■ Your task ■
Continue the introduction on Chinese named entity recognition for mechanics problems from the point where it stops.

■ Excerpt provided ■
· · ·

1. Introduction
With the rapid development of artificial intelligence (AI), the research on intelligent tutoring algorithms (ITAs) has also made great progress [
1,
2,
3]. The most important link in developing ITA for mechanics problems is problem understanding [
4]. The purpose of problem understanding is to convert input problems into structured given conditions through natural language processing (NLP). Nevertheless, as mechanics problems usually involve a large number of complex relations (nested relations and overlapping relations), existing methods utilize named entity recognition (NER) to accomplish the problem understanding task [
4,
5].
NER is the basis for developing NLP applications [
6], such as information extraction (IE) [
7,
8,
9], knowledge extraction (KE) [
10,
11], question answering (QA) [
12,
13], and intelligent tutoring systems (ITSs) [
3,
4]. The main task of NER is to extract entities in unstructured text and classify the elements into predefined categories such as name, organization, location, and string value. Recognizing named entities for mechanics problems can acquire the basic information and given conditions of the input problem, which provide support for automatically finding the answer. Therefore, it is of great significance to accurately extract named entities for mechanics problems.
From the perspective of application scenarios, our purpose was to identify the key entities of input mechanics problems. For instance, the green characters are the key entities of the example provided in
Figure 1. However, developing an efficient model for this task faces some challenges. In contrast to English, Chinese sentences have no boundaries for word segmentation [
14]. Therefore, early Chinese named entity recognition (CNER) methods only took characters as input [
15]. Since lexical boundaries are usually the same as entity boundaries, scholars have paid increasing attention to developing algorithms utilizing lexical information [
16]. With continuous exploration, many innovational methods have been proposed. These methods can be divided into three categories. The first approach is the pipeline model. This type of method performs Chinese word segmentation (CWS) first and then takes these segmented sequences as the input. However, these methods ignore the influence of word segmentation, which easily causes error propagation and reduces the recognition performance. The second approach is the multi-task model. Inspired by multi-task learning, this type of method usually trains CWS and CNER jointly. However, these methods make fully mining the learning ability of the model difficult, and the generalization ability is usually poor. The last approach is the character representation enhancing model. This type of method usually enhances the character representation with lexical information before feeding it into the main model. Compared with the aforementioned two methods, the third approach can obtain better performance. The current state-of-the-art CNER algorithm was based on the third approach. The model proposed in this article also belongs to this approach.

· · ·

■ Record excerpts ■
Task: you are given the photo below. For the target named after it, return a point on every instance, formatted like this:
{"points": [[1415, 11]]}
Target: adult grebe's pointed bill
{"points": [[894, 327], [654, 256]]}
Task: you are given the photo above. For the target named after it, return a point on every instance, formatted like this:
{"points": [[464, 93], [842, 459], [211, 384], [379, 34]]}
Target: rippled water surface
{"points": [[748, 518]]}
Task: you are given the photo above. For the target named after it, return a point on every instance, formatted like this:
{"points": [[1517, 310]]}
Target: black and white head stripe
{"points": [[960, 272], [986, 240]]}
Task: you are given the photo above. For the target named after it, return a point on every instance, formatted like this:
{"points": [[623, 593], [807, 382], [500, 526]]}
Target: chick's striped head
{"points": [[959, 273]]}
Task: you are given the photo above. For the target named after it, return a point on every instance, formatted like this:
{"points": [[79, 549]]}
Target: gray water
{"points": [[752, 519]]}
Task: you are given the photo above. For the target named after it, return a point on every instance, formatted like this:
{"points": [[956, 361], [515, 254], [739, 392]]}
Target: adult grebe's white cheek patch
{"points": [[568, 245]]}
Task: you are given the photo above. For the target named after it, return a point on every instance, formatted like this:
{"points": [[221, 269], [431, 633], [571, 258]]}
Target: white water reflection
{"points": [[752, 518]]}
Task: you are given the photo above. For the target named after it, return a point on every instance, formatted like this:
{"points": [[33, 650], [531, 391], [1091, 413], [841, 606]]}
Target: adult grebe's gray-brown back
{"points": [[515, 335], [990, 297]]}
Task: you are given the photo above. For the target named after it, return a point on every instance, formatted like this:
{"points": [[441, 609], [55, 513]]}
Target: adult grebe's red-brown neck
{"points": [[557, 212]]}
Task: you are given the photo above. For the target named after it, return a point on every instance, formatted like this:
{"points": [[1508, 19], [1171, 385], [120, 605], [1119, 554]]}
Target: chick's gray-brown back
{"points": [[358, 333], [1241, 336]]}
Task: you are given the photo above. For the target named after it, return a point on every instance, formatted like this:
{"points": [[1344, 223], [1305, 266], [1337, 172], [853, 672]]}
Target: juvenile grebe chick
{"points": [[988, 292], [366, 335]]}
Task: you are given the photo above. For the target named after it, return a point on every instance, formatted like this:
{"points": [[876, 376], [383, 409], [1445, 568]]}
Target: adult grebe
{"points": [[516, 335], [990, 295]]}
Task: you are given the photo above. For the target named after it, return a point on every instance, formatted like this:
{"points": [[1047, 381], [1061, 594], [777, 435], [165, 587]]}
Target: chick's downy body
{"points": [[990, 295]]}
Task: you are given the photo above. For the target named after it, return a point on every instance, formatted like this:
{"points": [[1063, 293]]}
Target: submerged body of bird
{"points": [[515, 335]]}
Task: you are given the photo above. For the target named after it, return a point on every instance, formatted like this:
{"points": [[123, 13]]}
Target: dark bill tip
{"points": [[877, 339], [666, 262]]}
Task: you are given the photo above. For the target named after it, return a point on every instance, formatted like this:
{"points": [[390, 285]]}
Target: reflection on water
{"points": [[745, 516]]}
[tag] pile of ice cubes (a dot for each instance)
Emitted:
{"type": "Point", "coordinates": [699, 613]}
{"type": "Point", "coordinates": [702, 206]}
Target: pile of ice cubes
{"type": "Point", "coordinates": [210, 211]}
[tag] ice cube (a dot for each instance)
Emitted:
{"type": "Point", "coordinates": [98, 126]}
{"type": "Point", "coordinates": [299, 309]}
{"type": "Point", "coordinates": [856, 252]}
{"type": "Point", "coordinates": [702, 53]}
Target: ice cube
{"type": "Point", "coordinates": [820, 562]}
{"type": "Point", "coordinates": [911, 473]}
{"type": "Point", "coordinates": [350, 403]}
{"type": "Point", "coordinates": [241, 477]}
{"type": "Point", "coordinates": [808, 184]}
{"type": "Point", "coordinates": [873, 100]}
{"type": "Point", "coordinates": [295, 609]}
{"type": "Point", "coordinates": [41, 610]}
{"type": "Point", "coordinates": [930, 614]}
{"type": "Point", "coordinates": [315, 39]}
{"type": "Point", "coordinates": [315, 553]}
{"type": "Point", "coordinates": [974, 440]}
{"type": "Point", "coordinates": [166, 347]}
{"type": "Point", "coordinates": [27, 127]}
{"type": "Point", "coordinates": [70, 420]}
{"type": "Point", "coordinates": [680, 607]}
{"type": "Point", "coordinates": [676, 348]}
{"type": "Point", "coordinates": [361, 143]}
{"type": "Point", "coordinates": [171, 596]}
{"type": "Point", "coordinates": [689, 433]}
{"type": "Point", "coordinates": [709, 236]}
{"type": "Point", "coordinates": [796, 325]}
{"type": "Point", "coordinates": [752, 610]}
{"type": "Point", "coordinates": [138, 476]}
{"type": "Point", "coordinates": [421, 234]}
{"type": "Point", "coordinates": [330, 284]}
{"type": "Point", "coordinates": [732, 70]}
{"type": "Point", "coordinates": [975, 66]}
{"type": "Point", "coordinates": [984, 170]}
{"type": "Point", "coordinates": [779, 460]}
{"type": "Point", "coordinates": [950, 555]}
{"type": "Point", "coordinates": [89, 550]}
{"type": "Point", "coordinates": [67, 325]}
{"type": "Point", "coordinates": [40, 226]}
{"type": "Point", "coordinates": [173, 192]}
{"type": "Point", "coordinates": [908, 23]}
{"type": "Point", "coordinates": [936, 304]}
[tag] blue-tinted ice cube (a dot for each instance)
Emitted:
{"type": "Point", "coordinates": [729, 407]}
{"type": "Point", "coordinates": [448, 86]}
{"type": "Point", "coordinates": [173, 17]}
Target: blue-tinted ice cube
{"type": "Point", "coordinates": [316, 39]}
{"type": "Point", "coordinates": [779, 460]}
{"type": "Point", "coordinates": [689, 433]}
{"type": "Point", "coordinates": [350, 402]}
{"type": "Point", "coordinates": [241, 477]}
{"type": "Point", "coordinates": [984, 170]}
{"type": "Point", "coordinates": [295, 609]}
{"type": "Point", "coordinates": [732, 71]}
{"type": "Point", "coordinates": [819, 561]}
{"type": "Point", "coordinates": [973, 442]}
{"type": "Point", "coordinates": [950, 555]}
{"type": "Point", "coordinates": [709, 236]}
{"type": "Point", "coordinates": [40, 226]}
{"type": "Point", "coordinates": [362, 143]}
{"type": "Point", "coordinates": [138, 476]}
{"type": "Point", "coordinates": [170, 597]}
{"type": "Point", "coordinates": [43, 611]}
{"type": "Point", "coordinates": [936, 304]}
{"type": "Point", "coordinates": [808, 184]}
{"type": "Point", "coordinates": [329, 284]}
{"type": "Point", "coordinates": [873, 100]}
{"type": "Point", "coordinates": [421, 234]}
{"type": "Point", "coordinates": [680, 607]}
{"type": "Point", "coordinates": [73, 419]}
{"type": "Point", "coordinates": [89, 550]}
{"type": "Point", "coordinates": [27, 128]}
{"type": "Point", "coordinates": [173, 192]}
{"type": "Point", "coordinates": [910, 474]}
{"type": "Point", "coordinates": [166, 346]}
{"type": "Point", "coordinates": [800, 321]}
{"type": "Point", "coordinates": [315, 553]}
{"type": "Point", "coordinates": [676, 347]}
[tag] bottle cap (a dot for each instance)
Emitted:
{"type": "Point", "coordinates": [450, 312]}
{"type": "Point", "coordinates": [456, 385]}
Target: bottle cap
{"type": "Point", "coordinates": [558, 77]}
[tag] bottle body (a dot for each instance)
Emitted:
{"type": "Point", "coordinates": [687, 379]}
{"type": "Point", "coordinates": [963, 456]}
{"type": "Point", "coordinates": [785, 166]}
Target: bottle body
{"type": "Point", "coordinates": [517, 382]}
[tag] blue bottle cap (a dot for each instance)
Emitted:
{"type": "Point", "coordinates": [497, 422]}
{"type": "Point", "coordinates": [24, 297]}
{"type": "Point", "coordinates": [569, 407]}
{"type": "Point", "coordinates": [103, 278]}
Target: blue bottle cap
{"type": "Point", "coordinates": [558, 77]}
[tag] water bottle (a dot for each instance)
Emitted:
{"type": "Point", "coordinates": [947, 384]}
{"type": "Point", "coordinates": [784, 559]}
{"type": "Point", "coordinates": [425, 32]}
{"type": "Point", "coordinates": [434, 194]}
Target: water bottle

· · ·

■ Written reply ■
In addition to the lexical segmentation problem, there are three challenges in identifying entities from mechanics problems. Firstly, as provided in
Figure 1, the target text contains much terminology, and only some of these terms are target entities. For instance, as provided in
Figure 1, “速度 (speed)”, “匀减速直线运动 (uniform deceleration linear motion)”, and “运动 (motion)” are terminology. Nonetheless, only “匀减速直线运动 (uniform deceleration linear motion)” is the target entity. Although large-scale language models, such as bidirectional encoder representation from transformers (BERT), can enhance the character representation, they tend to ignore the fact that learning character terminology information directly can bring further improvement. The boundary information, semantic information, and contextual information of lexicons are a benefit to distinguishing target entities accurately. For example, as character “运 (transport)” is contained in “运动 (motion)” and “匀减速直线运动 (uniform deceleration linear motion)”, we call both terms matched words of “运 (transport)” in this article. Learning the abovementioned information can help the first “运 (transport)” predict the tag of “O” and help the second “运 (transport)” predict the tag of “I-MOT” (an inside character of a motion entity) rather than “B-MOT” (the beginning character of a motion entity) and “O”.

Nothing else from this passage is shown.